=== Directions ===
Every entry must be transcribed exactly as written.

*** Begin section ***

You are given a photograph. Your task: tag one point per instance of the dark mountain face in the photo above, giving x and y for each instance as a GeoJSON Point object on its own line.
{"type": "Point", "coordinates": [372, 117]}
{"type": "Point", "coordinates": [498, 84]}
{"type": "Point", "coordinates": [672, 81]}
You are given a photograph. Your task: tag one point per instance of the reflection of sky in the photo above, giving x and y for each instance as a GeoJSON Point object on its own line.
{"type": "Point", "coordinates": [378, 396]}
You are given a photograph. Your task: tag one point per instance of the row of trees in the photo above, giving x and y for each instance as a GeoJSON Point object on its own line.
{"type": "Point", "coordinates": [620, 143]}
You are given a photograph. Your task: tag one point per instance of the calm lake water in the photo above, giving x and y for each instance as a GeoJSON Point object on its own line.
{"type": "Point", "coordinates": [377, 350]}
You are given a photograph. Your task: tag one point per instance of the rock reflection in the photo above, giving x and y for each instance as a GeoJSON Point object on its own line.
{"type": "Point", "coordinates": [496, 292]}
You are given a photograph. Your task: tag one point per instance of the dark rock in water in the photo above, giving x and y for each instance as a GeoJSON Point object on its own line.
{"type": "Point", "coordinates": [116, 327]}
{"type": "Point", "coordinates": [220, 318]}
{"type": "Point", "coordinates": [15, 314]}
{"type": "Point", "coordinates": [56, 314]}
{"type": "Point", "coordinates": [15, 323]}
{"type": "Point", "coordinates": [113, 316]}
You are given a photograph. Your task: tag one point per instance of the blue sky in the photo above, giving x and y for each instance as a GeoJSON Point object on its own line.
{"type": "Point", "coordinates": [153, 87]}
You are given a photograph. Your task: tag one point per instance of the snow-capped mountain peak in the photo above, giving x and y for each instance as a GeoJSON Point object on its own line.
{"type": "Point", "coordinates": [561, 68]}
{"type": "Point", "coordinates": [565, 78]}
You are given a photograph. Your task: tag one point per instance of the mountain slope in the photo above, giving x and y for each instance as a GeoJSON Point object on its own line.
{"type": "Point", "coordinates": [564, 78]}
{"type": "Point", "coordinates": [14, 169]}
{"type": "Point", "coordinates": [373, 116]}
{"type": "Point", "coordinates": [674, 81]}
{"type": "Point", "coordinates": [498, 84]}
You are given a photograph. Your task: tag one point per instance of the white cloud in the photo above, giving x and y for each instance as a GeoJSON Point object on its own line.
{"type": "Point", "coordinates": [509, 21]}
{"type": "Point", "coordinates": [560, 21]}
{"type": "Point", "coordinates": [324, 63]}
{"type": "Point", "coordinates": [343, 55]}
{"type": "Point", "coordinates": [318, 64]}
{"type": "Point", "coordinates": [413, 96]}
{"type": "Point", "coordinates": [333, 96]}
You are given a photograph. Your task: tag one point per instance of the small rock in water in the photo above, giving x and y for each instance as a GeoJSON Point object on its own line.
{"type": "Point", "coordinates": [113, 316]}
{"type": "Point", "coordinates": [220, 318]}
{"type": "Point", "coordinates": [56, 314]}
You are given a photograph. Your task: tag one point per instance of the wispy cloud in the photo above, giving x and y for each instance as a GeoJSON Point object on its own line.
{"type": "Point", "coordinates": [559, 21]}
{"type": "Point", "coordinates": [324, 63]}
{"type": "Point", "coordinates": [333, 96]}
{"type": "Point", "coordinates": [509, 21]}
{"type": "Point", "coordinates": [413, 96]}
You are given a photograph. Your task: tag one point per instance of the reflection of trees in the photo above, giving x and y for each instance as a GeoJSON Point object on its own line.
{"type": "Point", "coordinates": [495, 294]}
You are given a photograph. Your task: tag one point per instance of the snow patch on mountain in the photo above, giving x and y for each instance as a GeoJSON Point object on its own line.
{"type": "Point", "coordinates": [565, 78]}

*** End section ***

=== Response area ===
You are given a photograph. Your task: tag one point per instance of the dark mountain face in the photo above, giving x and y for each instance as a GeoJSON Point object on its own line.
{"type": "Point", "coordinates": [372, 117]}
{"type": "Point", "coordinates": [498, 84]}
{"type": "Point", "coordinates": [672, 81]}
You are given a photograph. Your task: tag one point per instance of the reflection of sky in the photo above, giving x and y for each instance as a GeoJSON Point object on its own line.
{"type": "Point", "coordinates": [378, 396]}
You are given a photograph. Your task: tag one point per instance of the row of trees in the photo above, giving x and y for each instance as a GeoJSON Point object on its own line.
{"type": "Point", "coordinates": [620, 143]}
You are given a photograph. Your task: tag one point per instance of the calm lake water in the photo above, giving x and y for each instance as a GeoJSON Point object on its own line.
{"type": "Point", "coordinates": [377, 350]}
You are given a photograph. Your task: tag one point per instance of the rock reflection in the photo above, giving x and y for each instance as a GeoJSON Point object on its own line.
{"type": "Point", "coordinates": [496, 292]}
You are given a photograph. Your task: tag one point per instance of the dark rock in water in the photo above, giving x and y for each instance as a GeoJSON Point object on its own line.
{"type": "Point", "coordinates": [116, 327]}
{"type": "Point", "coordinates": [220, 318]}
{"type": "Point", "coordinates": [15, 314]}
{"type": "Point", "coordinates": [56, 314]}
{"type": "Point", "coordinates": [15, 323]}
{"type": "Point", "coordinates": [113, 316]}
You are given a photograph. Your task: tag one point per instance of the blue sky in the photo above, giving x and y for each instance as a GeoJSON Point object on its own line.
{"type": "Point", "coordinates": [153, 87]}
You are given a photograph. Your task: tag one point per instance of the snow-capped mountain peak in the photo above, giving x and y for each instance as a GeoJSON Point object on its own line.
{"type": "Point", "coordinates": [561, 68]}
{"type": "Point", "coordinates": [565, 78]}
You are given a photograph. Your task: tag one point per instance of the mountain slope in the photo above, giving x and y for each instance as a GeoJSON Point object on its own line.
{"type": "Point", "coordinates": [564, 78]}
{"type": "Point", "coordinates": [14, 169]}
{"type": "Point", "coordinates": [373, 116]}
{"type": "Point", "coordinates": [674, 81]}
{"type": "Point", "coordinates": [498, 84]}
You are given a photograph. Your task: tag one point per instance of the white cloud in the photo above, giving x and y for each instance as a GeoJSON Point object on its own line.
{"type": "Point", "coordinates": [509, 21]}
{"type": "Point", "coordinates": [560, 21]}
{"type": "Point", "coordinates": [324, 63]}
{"type": "Point", "coordinates": [343, 55]}
{"type": "Point", "coordinates": [318, 64]}
{"type": "Point", "coordinates": [413, 96]}
{"type": "Point", "coordinates": [333, 96]}
You are given a photograph. Your task: tag one point per instance of the small rock in water in the photo above, giving x and y for each instance as a GeoJSON Point object on its own line.
{"type": "Point", "coordinates": [113, 316]}
{"type": "Point", "coordinates": [220, 318]}
{"type": "Point", "coordinates": [56, 314]}
You are given a photograph. Your task: tag one point per instance of the wispy cloud in the photo above, giving x and y for each instance as a GeoJSON Point object on its own line.
{"type": "Point", "coordinates": [559, 21]}
{"type": "Point", "coordinates": [324, 63]}
{"type": "Point", "coordinates": [333, 96]}
{"type": "Point", "coordinates": [509, 21]}
{"type": "Point", "coordinates": [413, 96]}
You are given a photograph. Your task: tag one point per instance of the reflection of trees in the photo above, giving x and y for each instance as a GeoJSON Point object on its own line.
{"type": "Point", "coordinates": [495, 294]}
You are given a photograph. Your task: tag one point per instance of the snow patch on mountain in the photo above, giving x and y for each instance as a GeoJSON Point object on its own line.
{"type": "Point", "coordinates": [565, 78]}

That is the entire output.